Job: Lay out everything from the line containing "In this exercise you will indicate the dense" down to the last line of the records below as a JSON list of strings, one string per line, with blank lines left out.

Data in this exercise:
┄┄┄┄┄┄┄┄┄┄┄┄┄┄┄┄┄┄┄┄

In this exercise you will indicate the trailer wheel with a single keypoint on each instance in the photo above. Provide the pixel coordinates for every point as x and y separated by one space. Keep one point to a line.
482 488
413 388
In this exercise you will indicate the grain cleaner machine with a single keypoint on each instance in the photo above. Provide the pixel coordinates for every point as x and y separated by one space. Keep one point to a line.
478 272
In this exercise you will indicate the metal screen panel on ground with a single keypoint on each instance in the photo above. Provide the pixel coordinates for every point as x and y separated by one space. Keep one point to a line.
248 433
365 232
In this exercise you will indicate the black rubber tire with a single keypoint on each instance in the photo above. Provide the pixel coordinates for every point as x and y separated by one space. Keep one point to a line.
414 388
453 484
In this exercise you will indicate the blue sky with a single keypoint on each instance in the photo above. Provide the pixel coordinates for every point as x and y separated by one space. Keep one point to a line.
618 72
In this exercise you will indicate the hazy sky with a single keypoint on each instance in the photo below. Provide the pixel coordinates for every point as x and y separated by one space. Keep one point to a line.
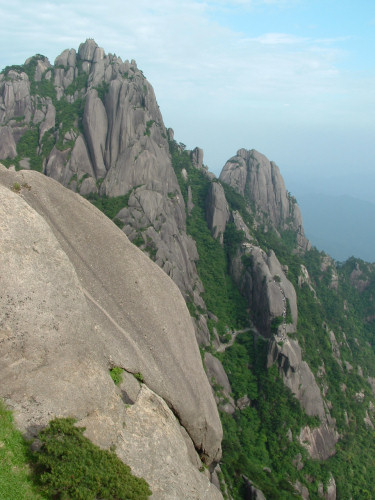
294 79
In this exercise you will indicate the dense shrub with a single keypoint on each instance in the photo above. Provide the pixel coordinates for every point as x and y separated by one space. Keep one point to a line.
71 466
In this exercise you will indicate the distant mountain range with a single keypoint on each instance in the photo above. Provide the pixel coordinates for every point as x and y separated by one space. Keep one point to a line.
342 226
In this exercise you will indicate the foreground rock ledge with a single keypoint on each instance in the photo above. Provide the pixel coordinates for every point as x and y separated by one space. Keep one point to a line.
78 298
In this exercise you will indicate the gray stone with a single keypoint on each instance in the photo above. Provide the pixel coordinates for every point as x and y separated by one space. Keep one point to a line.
259 180
8 147
197 157
217 211
123 311
87 49
48 122
95 124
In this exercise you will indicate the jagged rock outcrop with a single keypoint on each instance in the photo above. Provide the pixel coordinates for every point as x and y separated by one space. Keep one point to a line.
270 295
109 138
260 182
298 376
219 381
217 211
77 298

┄┄┄┄┄┄┄┄┄┄┄┄┄┄┄┄┄┄┄┄

Worked solution:
[
  "In this exercise you will indicate the dense shrub with a single keypoint on each instance in the photo above. Provide the pixel coordinates for every point as x and y separated by one space. Keep one point to a line.",
  "71 466",
  "In this exercise you will indicate the distant mountain range with a single keypoint on each instance in the photo above. Provide the pixel coordinates for every point as x and y separated by one space. Keep one point to a line.",
  "342 226",
  "In this exercise you will indicate the foreground rock ledge with a single keypoint on each instance in the photo above. Provide the pixel coordinates for every point as x and y separated by one space. Keep one point to a line.",
  "78 298",
  "In this exercise you will indicate the gray stone with a single keypoint on each instance in the photo above. Provide the pixel coordinates for every point as x and y separated by one space. Keep one point to a line.",
  "259 180",
  "8 147",
  "197 157",
  "217 211",
  "123 311",
  "87 49",
  "48 122",
  "95 124",
  "In this exercise you will indicate the jagged rock outcrop with a single keypoint on each instance in the photo above. Provide the pixel coordinates for every point as x and y separated by one space. Keep one point to a line.",
  "270 295",
  "109 138",
  "260 182",
  "298 376",
  "219 381",
  "217 211",
  "77 298"
]